Conor O’Brien and Villagers are making another splash

Conor O’Brien and his Villagers have tweaked their sound again for their fourth album, writes Eoghan O’Sullivan

Conor O’Brien and Villagers are making another splash

Conor O’Brien and his Villagers have tweaked their sound again for their fourth album, writes Eoghan O’Sullivan

It's less than a month until the 10-year anniversary of the first Villagers shows, three support slots at Whelan’s, under Irish bands Halves and the Chapters, and the Californian troubadour Cass McCombs.

“That’s mad,” says Conor O’Brien from his Dublin city centre apartment, on the eve of a three-day media outing to Germany and a week out from resuming touring duties, recalling the journey over the last decade. Not that he’s in a particularly reflective or reminiscent mood. And why should he be with fourth studio album The Art of Pretending to Swim just released to the world?

There’s a freedom in the nine tracks therein that hasn’t previously been prevalent with Villagers. Though there are the omnipresent existential fears and a delve into faith, there’s a groove lightly weaving its way throughout.

-- -- --

▶ **Work to complete**
A: From the records, copy word for word the lines from the one containing "ground, it would be much appreciated." through the one containing "110), (117, 108)]", including both of those lines.
B: Continue the article on Conor O’Brien and Villagers’ fourth album from where it stops.

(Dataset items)
-- -- --

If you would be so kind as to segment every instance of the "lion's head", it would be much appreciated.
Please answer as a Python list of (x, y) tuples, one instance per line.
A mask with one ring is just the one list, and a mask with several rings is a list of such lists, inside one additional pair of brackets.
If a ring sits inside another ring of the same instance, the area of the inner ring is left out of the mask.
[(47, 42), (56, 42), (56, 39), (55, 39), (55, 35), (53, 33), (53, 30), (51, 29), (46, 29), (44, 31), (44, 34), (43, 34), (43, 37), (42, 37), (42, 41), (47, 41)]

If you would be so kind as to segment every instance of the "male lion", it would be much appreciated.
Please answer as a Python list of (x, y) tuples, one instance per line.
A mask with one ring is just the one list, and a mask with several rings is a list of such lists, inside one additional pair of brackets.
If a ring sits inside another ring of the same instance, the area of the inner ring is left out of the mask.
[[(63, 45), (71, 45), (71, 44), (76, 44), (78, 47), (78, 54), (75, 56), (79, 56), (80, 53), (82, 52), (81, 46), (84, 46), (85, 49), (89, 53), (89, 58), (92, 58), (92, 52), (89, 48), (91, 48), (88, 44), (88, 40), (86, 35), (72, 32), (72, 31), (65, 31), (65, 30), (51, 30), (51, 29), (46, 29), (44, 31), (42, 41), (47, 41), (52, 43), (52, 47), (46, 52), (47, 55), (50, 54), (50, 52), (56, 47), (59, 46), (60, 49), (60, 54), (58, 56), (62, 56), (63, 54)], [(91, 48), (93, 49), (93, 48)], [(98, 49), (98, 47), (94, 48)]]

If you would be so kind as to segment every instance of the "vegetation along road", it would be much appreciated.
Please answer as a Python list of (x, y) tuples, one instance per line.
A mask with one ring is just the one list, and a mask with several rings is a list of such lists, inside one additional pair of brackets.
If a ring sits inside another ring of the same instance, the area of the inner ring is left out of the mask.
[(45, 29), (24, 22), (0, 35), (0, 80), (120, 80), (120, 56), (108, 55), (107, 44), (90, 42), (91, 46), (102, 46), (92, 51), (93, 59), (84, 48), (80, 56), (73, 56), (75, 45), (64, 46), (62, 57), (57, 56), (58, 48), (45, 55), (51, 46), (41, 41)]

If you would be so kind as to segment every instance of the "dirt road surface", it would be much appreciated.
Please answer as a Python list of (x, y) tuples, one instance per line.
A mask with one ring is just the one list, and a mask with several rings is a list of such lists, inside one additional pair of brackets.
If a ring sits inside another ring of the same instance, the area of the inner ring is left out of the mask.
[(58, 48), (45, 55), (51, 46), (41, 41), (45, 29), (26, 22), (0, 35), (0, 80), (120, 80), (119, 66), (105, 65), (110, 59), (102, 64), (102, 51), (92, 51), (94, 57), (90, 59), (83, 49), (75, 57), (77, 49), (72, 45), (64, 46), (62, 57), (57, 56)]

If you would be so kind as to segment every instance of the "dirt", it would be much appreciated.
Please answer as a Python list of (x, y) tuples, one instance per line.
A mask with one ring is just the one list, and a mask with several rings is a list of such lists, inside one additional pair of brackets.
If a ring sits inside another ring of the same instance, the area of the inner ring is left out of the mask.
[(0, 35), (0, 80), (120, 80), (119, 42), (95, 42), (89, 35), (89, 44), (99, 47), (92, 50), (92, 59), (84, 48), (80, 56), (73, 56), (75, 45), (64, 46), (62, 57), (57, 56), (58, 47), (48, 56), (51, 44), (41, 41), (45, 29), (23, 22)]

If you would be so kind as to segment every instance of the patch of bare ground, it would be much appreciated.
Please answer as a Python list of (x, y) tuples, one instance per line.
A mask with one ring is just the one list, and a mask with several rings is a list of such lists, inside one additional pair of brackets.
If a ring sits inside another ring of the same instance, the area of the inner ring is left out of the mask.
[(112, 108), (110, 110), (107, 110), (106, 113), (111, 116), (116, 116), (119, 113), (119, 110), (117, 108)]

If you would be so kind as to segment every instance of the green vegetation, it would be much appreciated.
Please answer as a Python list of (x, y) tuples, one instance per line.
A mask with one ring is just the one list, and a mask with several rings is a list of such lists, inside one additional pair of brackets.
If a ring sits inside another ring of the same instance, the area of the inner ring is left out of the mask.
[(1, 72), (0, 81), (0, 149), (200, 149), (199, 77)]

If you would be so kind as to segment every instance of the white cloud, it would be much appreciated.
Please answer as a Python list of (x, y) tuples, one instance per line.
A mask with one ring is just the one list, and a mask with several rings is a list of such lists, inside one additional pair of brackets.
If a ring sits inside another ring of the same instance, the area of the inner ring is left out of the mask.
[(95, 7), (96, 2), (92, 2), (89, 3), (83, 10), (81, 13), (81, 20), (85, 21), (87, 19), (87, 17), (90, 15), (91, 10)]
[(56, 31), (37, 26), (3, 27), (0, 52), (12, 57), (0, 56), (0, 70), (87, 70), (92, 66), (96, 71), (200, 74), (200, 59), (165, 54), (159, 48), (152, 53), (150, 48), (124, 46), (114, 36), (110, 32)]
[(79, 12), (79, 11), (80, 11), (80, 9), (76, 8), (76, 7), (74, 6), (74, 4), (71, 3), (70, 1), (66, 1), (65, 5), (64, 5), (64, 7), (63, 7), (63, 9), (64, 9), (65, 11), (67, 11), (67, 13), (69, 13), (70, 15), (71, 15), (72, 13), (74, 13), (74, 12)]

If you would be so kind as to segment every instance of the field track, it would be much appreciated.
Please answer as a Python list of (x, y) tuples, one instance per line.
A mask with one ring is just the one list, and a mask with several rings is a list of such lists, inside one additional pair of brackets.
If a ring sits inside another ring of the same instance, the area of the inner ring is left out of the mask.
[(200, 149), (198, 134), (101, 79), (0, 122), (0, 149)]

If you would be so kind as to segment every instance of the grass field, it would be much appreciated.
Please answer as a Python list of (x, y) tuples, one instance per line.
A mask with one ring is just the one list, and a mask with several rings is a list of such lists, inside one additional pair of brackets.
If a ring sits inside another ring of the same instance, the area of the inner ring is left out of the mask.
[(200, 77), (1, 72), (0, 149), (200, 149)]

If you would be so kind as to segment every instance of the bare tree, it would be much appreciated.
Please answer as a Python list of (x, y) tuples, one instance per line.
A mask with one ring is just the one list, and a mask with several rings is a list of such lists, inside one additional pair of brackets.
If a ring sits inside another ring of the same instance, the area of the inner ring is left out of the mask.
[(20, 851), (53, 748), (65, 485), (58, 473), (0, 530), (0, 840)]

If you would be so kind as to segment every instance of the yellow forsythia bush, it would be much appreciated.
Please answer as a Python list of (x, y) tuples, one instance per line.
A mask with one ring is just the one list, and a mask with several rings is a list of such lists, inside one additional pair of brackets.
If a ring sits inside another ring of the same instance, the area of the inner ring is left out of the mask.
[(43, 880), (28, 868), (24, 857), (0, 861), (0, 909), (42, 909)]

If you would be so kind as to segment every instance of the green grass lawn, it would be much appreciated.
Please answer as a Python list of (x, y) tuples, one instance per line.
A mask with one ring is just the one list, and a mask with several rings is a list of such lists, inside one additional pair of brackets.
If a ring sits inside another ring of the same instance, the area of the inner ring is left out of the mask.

-- -- --

▶ **Task results**
A:
If you would be so kind as to segment every instance of the patch of bare ground, it would be much appreciated.
Please answer as a Python list of (x, y) tuples, one instance per line.
A mask with one ring is just the one list, and a mask with several rings is a list of such lists, inside one additional pair of brackets.
If a ring sits inside another ring of the same instance, the area of the inner ring is left out of the mask.
[(112, 108), (110, 110), (107, 110), (106, 113), (111, 116), (116, 116), (119, 113), (119, 110), (117, 108)]

B:
“I think there was a concerted effort on my part to make that happen, with the arrangements,” he says. O’Brien wrote, recorded, mixed, mastered, and produced the album himself.

“A lot of the songs act as internal pep talks and so they’re kinda groovy, but I guess the act of making them groovy is what they’re about, the idea that you can lift yourself out of certain things. I just didn’t want to write about dark things that were happening in my life. I guess I half-succeeded, but I guess the best ‘happy music’, or whatever you want to call it, has usually got lots of different shades in it and I wanted that to come across on this album.”

MOVING SOUND

Whether it’s restlessness, boredom, or excitement, Villagers’ sound never stays still. From the rock edges of second album Awayland, Darling Arithmetic saw O’Brien, 35, put himself on display with little more than his acoustic and some lulling orchestration — ‘Courage’ and ‘Little Bigot’ left little to the imagination.

The Art of Pretending to Swim sweeps the table again the breakup song ‘Love Came With All That It Brings’ even features a soul sample that was hesitant to use at first. “Then I thought, ‘F**k it, it’s what I want to do, let’s keep going with this.’”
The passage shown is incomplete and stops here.